§ Требования:
1 - Кратко перескажите абзац отрывка, который начинается словами «Самый же вопрос о жаргоне», и сохраните его основные факты.
2 - Что, согласно отрывку, является решающим моментом при определении «национальности» литературного произведения?
3 - Дословно воспроизведите фрагмент отрывка от слов «Самый же вопрос» до слов «из еврейской литературы.».

§ Цитируемый отрывок:
Я бы лично этого окрика не хотел и потому предпочитаю не плевать на Ахен и не лобызать стен Петербурга. Свои гражданские обязанности несу там, где я приписан и ем хлеб, и несу их корректно: в сердце же к себе я чужих людей не пускаю; в том, какой я город люблю и к какому городу равнодушен, никому давать отчета не желаю и принципиально демонстрирую совершенно одинаковое благорасположение к Ахену и Москве. Будь у меня всамделишный свой город, я бы тогда стал говорить о любви; и это, быть может, была бы такая любовь, какою сорок тысяч людей на запятках любить не в силах. Но при нынешнем моем положении воздаю кесарево кесареви, а богово держу про себя. Исповедую лояльный космополитизм и ни на сантиметр больше.
Самый же вопрос о жаргоне я беру не с точки зрения Ахена, да и вопрос о том, в какую литературу идти еврейскому писателю, беру не с точки зрения жаргона. С жаргоном я считаюсь потому, что на нем фактически говорит народ, и, следовательно, для того, чтобы работать в народе и с народом, надо работать на жаргоне. Это ясно, как дважды два четыре, и совершенно при этом не важно, где, когда и из чьих рук мы подобрали это наречие. Но вопросом о языке еще не решается вопрос о том, куда идти, в какую литературу. Часть евреев (по переписи 1897 года три процента, теперь должно быть больше) вырастает, не владея жаргоном, и некоторым из этого числа очень трудно потом овладеть. Это большая помеха для работы в еврейском переулке, это заставляет писать по-русски, но писать по-русски еще само по себе не значит уйти из еврейской литературы.
В наше сложное время «национальность» литературного произведения далеко еще не определяется языком, на котором оно написано. Это ясно в особенности по отношению к публицистике. «Рассвет» издается на русском языке, но ведь никто не отнесет его к русской печати. Так же точно к еврейской, а не к русской литературе относятся наши бытописатели О. Рабинович и Бен-Ами [178] или поэт Фруг [179] , хотя их произведения написаны по-русски. Решающим моментом является тут не язык и, с другой стороны, даже не происхождение автора, и даже не сюжет: решающим моментом является настроение автора — для кого он пишет, к кому обращается, чьи духовные запросы имеет в виду, создавая свое произведение. Шутник может спросить, не относится ли в таком случае погромная прокламация «К жидам г. Гомеля» тоже в вертоград еврейской литературы; но если не оперировать курьезами и брать вопрос серьезно, то «национальность» литературного произведения в таких спорных случаях устанавливается, так сказать, по адресату. Если пишете для евреев, то много ли, мало ли вас прочтут, но вы остаетесь в пределах или хоть на окраинах еврейской литературы. Можно поэтому не знать жаргона и все-таки не дезертировать, а служить, по мере сил и данных, своему народу, говорить к нему и писать для него. Дело тут не в языке, а в охоте.

§ Исходный материал:
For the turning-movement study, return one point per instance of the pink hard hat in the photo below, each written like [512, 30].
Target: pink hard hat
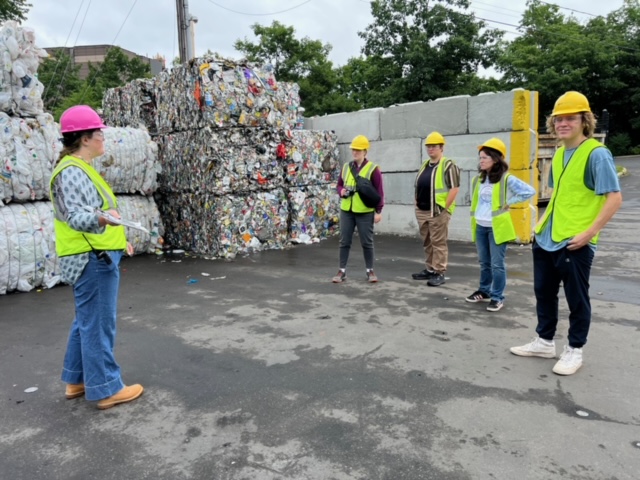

§ Ответы по заданиям:
1 - Автор рассматривает вопрос о жаргоне не с точки зрения Ахена. Вопрос о том, в какую литературу идти еврейскому писателю, он рассматривает не с точки зрения жаргона. На жаргоне фактически говорит народ, поэтому для работы в народе и с народом нужно работать на жаргоне, и неважно, откуда взялось это наречие. Однако язык ещё не решает, в какую литературу идти. Часть евреев (по переписи 1897 года три процента, теперь, вероятно, больше) вырастает без знания жаргона, и некоторым потом трудно им овладеть. Это мешает работе в еврейском переулке и заставляет писать по-русски. Но писать по-русски ещё не значит уйти из еврейской литературы.

2 - Решающим моментом является настроение автора: для кого он пишет, к кому обращается, чьи духовные запросы имеет в виду, создавая своё произведение.

3 -
Самый же вопрос о жаргоне я беру не с точки зрения Ахена, да и вопрос о том, в какую литературу идти еврейскому писателю, беру не с точки зрения жаргона. С жаргоном я считаюсь потому, что на нем фактически говорит народ, и, следовательно, для того, чтобы работать в народе и с народом, надо работать на жаргоне. Это ясно, как дважды два четыре, и совершенно при этом не важно, где, когда и из чьих рук мы подобрали это наречие. Но вопросом о языке еще не решается вопрос о том, куда идти, в какую литературу. Часть евреев (по переписи 1897 года три процента, теперь должно быть больше) вырастает, не владея жаргоном, и некоторым из этого числа очень трудно потом овладеть. Это большая помеха для работы в еврейском переулке, это заставляет писать по-русски, но писать по-русски еще само по себе не значит уйти из еврейской литературы.